УСЛОВИЕ ЗАДАЧИ 1: Представь в виде JSON-списка строк записи начиная со строки, где есть «for the sky», и до конца записей включительно. Каждая строка становится отдельным элементом, пустые строки пропусти.

ИСХОДНЫЙ ДОКУМЕНТ:
= = = =
Задачи для боевого охранения в наших уставах поставлены неконкретно, задачи слишком большие. Какие же задачи? С одной стороны, предупредить оборону о необходимости повышения ее готовности, с другой стороны, ввести противника в обман в отношении своего переднего края. И это должен выполнить взвод на фронте 2-х км и с большой глубиной.

Делается сейчас попытка в нашем новом проекте Боевого устава отразить, что можно усиливать боевое охранение. Я лично держусь такой точки зрения (которую отразил на этой схеме), что позиция боевого охранения отжила свой век. Там, где мы располагаем позицию боевого охранения, примыкающую к главной полосе нашей обороны, она должна явиться первой позицией обороны или первым эшелоном. [304] На этой позиции мы должны противника, уже измотанного предыдущими боями, принять перед главной полосой обороны или, вернее, перед главным рубежом нашей обороны и здесь его достаточно растрепать.

Я преследую в этом и утилитарную цель. Ведь приходится, когда организуешь оборону, брать какого-то иностранного противника. Меня, как тактика, интересует вопрос, чтобы на подступах той позиции, которую я избрал для основательной драки, иметь такую перспективу, чтобы разбить у наступающего хотя бы одну треть сил.

Если я себе не поставлю такую задачу (разбить 1/3 сил противника), если я не придам тактического значения последней зоне предполья, опирающейся на артиллерийский огонь, и, кроме того, в порядке последовательности укрепленной лучше в инженерном отношении, то в этом случае я не получу перспективы боя.

Если нет этой возможности, если эта перспектива открыто передо мной не стоит, тогда зачем мне нужно было и огород городить, зачем мне нужно было драться в предполье? Тогда мои два батальона фактически выполнили роль передовых отрядов, а по ее выполнении отошли к ударной группе дивизии.
= = = =
ИСХОДНЫЕ ЗАПИСИ:

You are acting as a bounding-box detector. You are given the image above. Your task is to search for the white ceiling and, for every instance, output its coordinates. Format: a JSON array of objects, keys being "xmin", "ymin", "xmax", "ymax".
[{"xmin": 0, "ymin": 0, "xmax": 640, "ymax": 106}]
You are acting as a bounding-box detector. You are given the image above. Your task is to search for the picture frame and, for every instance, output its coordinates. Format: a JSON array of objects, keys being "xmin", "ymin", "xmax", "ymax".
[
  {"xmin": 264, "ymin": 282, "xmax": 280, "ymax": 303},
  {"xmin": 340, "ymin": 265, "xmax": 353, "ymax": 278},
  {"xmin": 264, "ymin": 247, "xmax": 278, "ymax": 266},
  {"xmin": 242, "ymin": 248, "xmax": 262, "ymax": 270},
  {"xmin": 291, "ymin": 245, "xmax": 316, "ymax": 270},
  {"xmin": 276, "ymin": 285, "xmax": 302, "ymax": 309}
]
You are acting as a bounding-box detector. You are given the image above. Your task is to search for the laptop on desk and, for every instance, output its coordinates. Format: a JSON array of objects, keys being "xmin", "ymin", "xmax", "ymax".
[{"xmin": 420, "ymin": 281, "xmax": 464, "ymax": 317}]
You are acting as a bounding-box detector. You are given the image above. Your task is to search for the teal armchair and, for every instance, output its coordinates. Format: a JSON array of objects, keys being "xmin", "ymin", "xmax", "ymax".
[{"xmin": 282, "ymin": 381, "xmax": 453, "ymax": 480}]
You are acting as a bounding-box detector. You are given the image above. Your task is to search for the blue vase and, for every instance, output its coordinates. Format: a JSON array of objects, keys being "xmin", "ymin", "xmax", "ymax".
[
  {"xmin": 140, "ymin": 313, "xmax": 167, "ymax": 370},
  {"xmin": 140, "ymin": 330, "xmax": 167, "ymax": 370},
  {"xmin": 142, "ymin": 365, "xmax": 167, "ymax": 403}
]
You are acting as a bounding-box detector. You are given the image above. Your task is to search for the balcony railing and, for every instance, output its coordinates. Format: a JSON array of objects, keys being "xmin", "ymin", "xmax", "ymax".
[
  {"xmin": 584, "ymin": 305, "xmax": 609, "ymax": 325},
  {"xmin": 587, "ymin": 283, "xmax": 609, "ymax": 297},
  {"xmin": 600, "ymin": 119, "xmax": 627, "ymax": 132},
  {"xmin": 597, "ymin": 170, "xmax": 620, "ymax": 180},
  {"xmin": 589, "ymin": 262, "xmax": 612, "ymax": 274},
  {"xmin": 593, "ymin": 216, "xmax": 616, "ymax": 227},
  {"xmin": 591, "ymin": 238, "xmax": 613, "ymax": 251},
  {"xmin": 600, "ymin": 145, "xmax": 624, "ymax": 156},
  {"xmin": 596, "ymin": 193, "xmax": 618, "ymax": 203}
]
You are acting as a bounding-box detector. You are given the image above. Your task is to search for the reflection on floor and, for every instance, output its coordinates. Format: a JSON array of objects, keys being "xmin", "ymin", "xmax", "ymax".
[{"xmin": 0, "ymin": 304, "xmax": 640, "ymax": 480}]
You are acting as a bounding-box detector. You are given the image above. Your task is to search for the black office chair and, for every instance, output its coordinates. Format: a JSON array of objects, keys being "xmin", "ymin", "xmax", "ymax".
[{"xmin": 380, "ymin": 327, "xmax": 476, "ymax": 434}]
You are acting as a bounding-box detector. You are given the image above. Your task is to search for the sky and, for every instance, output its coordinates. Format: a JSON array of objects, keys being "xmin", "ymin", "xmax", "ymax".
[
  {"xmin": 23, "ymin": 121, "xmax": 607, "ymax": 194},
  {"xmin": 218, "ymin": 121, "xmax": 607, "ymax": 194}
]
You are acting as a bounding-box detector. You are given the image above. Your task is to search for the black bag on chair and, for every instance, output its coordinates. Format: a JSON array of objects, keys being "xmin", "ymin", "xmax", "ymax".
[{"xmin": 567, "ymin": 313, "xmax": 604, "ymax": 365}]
= = = =
УСЛОВИЕ ЗАДАЧИ 2: Изложи отрывок о боевом охранении в двух предложениях.

ПРАВИЛЬНЫЙ ОТВЕТ 1:
[
  "You are acting as a bounding-box detector. You are given the image above. Your task is to search for the sky and, for every instance, output its coordinates. Format: a JSON array of objects, keys being \"xmin\", \"ymin\", \"xmax\", \"ymax\".",
  "[",
  "  {\"xmin\": 23, \"ymin\": 121, \"xmax\": 607, \"ymax\": 194},",
  "  {\"xmin\": 218, \"ymin\": 121, \"xmax\": 607, \"ymax\": 194}",
  "]",
  "You are acting as a bounding-box detector. You are given the image above. Your task is to search for the black bag on chair and, for every instance, output its coordinates. Format: a JSON array of objects, keys being \"xmin\", \"ymin\", \"xmax\", \"ymax\".",
  "[{\"xmin\": 567, \"ymin\": 313, \"xmax\": 604, \"ymax\": 365}]"
]

ПРАВИЛЬНЫЙ ОТВЕТ 2: Автор считает, что задачи боевого охранения поставлены в уставах неконкретно и слишком велики: взвод на фронте 2 км должен и предупредить оборону, и ввести противника в обман относительно переднего края. По мнению автора, позиция боевого охранения отжила свой век и должна стать первой позицией обороны, на подступах к которой следует разбить хотя бы треть сил наступающего, иначе у боя в предполье нет перспективы.